• _Assigned task_
In the records below, the line containing "Shelf-set audit: indicate the triangular" is the first to keep. Retype it and all later lines exactly, through the end.

(Dataset records begins)

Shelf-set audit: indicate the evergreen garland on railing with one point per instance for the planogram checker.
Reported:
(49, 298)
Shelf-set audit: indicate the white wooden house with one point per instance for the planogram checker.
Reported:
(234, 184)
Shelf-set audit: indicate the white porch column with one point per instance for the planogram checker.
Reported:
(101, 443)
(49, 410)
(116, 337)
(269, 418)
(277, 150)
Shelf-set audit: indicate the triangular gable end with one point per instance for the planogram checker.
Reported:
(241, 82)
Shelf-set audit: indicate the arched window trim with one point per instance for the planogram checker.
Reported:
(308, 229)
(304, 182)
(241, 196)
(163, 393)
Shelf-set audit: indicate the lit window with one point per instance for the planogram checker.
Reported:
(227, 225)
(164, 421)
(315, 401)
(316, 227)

(Dataset records ends)

• _Response area_
Shelf-set audit: indicate the triangular gable end with one point per instance for the planogram checker.
Reported:
(241, 82)
Shelf-set audit: indicate the arched window trim with one point per instance for the planogram checker.
Reported:
(308, 229)
(304, 182)
(241, 196)
(163, 393)
Shelf-set audit: indicate the lit window with one point per instance for the planogram checker.
Reported:
(227, 225)
(164, 421)
(315, 401)
(316, 227)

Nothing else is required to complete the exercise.